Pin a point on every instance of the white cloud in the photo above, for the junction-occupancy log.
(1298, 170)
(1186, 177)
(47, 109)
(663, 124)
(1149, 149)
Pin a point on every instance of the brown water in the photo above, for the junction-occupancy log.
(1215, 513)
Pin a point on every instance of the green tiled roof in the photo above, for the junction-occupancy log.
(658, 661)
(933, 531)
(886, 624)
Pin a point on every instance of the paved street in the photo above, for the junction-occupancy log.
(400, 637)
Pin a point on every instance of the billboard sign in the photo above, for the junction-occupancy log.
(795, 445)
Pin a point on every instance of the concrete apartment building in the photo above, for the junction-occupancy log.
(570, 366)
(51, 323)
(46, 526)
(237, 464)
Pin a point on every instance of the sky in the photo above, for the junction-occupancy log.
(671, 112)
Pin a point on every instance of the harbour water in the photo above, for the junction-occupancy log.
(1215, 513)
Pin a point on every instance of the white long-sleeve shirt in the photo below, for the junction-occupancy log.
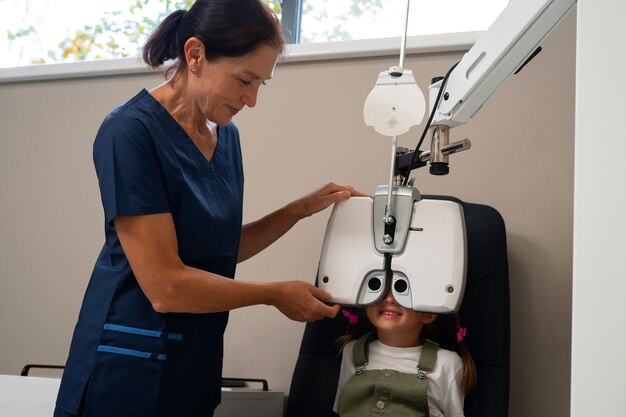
(445, 397)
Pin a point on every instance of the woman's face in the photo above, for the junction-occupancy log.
(397, 326)
(223, 86)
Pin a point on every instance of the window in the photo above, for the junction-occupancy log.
(60, 31)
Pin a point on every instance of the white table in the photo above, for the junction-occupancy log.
(29, 396)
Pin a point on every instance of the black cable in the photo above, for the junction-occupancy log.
(430, 119)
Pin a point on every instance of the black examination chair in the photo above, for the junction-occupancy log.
(484, 313)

################

Problem details:
Reproduce the stretch from the line containing "Pin a point on every instance of the white long-sleeve" through the end of the entries, requests included. Multiply each point coordinate by 2.1, round to whole numbers with halves going up, and leave the pictures out.

Solution to this exercise:
Pin a point on every instance of the white long-sleeve shirt in the photo below, for the junction-occupancy log.
(935, 834)
Pin a point on every instance of the woman's face in the photo above, for the junction-occupancy log.
(834, 685)
(468, 181)
Pin a point on every instance of the window in the photo above, for the junction-occupancy log.
(126, 65)
Pin a point on every instance of the white table in the photo above, for the junction-occupancy log.
(61, 832)
Pin a point on every instance of the black cable in the photo above, for the junction-occupancy log.
(903, 250)
Pin a point on every instance of the black examination chair in the photo above, for the junction-occupancy log.
(1016, 657)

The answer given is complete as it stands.